- Text excerpt -
++++++++

Yuval Harari: Homo Deus

CYBORG RELIGION

Image result for Harari Homo Deus back cover

On the final page of his book Harari offers a convenient summary of his message. This captures the controversial futurological aspect of the book that has caught the public imagination, taking us into a ‘science fiction’ world where humanity finds itself threatened by the technologies that it has itself created. Actually, the interests of author (a mediaeval historian, who practises meditation) are far wider than this summary suggests. Readers of Harari’s earlier book, Homo Sapiens, will not be surprised to discover that it is the endpoint of a discussion that ranges over the past and the present as well as the future, and addresses the whole issue of the relationship of humanity and technology throughout history.

Still, I shall begin with Harari’s summary. Partly, because it neatly encapsulates the book’s overt message. More importantly, because what Harari says here about the technology of the future illustrates an interesting ambivalence in the writer’s thinking – one that, as I hope to show, goes to the heart of what he has to say about the whole trajectory of human history. So here is that summary:
1. Science is converging on an all-encompassing dogma, which says that organisms are algorithms and life is data processing.

++++++++

- Supplied material -
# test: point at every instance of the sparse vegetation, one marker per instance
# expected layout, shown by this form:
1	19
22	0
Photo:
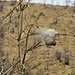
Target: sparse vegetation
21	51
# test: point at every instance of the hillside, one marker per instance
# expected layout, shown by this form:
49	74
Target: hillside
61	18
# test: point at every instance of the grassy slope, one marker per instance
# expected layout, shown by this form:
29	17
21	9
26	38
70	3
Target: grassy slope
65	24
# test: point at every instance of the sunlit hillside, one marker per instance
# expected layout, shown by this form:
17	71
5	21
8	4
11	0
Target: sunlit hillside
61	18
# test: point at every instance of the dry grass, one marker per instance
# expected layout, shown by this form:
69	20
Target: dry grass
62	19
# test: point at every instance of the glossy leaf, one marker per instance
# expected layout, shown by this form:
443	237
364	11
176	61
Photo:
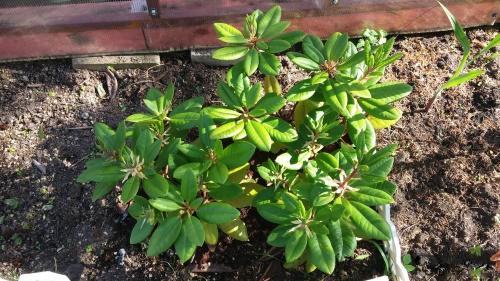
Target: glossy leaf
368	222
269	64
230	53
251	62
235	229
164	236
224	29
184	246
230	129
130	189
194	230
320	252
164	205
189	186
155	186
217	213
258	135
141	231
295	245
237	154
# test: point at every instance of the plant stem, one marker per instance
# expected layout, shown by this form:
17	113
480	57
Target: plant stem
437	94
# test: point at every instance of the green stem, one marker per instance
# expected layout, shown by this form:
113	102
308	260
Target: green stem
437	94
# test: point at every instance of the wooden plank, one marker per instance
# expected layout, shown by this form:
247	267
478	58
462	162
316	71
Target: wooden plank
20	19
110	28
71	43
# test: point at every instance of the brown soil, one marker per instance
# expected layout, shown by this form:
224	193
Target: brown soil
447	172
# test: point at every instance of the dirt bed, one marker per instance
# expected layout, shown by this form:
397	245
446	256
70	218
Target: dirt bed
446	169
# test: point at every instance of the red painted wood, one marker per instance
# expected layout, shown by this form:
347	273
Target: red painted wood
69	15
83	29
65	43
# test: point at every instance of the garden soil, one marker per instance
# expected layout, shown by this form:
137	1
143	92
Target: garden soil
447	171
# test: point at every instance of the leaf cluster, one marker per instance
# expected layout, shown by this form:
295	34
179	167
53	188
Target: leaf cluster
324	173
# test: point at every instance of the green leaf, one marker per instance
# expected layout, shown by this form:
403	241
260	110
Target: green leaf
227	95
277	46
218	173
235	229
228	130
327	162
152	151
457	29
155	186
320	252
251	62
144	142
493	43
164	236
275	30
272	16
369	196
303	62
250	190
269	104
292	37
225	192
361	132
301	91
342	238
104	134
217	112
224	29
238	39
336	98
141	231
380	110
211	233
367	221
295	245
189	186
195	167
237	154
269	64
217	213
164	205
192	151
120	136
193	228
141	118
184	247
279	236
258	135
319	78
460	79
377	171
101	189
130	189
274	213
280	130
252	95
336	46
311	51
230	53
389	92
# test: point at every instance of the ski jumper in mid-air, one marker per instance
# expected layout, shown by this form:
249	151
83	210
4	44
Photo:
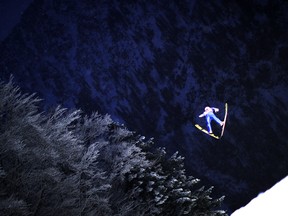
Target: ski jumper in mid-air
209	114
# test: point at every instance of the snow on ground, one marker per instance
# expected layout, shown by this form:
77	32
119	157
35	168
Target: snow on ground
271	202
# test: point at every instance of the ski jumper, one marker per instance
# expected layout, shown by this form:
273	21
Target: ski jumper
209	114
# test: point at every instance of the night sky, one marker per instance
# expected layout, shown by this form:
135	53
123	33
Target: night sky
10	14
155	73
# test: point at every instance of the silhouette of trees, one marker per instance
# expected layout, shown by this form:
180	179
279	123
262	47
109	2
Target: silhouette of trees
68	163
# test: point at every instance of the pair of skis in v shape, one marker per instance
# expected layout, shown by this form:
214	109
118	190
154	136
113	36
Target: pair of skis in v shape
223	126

++++++++

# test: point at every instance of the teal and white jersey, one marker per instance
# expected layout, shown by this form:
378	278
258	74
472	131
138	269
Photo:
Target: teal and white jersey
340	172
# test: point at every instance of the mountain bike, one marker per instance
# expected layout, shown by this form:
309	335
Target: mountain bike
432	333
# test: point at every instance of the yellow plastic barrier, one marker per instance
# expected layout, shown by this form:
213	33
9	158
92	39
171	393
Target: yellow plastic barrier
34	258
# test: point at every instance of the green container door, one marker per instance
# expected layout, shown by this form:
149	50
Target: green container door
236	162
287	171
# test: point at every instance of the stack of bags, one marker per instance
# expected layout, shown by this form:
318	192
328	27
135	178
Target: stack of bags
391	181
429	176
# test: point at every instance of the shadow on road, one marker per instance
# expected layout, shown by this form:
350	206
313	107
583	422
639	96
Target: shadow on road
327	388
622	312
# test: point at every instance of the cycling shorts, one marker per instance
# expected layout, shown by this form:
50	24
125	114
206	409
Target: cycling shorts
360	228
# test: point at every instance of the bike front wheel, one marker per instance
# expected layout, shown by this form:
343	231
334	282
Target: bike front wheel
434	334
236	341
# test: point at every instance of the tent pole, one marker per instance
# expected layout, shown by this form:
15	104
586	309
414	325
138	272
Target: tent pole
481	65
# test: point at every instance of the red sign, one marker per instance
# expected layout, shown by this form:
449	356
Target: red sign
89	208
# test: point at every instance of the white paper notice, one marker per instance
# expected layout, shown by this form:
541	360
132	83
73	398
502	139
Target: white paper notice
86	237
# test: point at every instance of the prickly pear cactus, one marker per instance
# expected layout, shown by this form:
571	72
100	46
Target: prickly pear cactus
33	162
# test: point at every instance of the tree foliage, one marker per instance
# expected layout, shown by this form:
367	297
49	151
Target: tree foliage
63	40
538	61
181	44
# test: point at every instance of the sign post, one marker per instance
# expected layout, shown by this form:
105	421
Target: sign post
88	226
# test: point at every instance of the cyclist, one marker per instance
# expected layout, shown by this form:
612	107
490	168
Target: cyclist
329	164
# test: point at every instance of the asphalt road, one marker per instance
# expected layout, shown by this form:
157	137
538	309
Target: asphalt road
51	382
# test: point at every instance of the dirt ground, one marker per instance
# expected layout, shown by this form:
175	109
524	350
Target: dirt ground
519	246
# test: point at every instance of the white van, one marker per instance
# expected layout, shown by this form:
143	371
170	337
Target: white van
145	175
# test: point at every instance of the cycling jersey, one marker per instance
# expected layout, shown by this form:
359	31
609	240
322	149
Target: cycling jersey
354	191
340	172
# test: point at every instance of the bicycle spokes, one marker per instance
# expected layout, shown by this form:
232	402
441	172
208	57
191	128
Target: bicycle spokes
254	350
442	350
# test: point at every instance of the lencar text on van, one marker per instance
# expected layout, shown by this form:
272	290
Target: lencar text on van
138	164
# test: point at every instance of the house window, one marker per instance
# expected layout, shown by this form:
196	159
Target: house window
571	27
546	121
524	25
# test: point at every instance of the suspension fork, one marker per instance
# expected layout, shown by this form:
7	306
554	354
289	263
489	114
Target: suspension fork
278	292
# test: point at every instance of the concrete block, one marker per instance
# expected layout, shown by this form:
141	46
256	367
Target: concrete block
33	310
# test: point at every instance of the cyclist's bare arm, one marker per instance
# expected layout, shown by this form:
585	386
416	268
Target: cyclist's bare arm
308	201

++++++++

- Task instructions -
- a) In the review of Homo Deus, what kind of historian is the author of the book said to be?
- b) List the time periods that the review of Homo Deus says Harari's discussion ranges over.
- c) Carry on the review of Homo Deus from the point where it stops.

- Outputs in order -
- a) A mediaeval historian.

- b)
- The past
- The present
- The future

- c)
2. Intelligence is decoupling from consciousness.
3. Non-conscious but highly intelligent algorithms may soon know us better than we know ourselves.

A conundrum

What strikes me as strange about point 1 – the stranger the more you think about it – is the idea of ‘science’ converging on a ‘dogma’. Does this not raise questions about the truth status of the proposition that ‘organisms are algorithms and life is data processing’? Can the idea that ‘organisms are algorithms’ be both science and a ‘dogma’? Doesn’t ‘dogma’ imply belief on authority rather than evidence? Or am I being too pedantic here? Is this a mere careless use of the term ‘dogma’ where another term – ‘axiom’ or ‘principle’, for example – would have been more apt?

The following reflections on the argument that leads Harari to this endpoint will, I hope, convince you that this strange association of terms (‘science’ and ‘dogma’) is not just a lapse, but takes us to the heart of what Harari has to say about the relationship of science and religion.  Hence the interest that it has for this blog.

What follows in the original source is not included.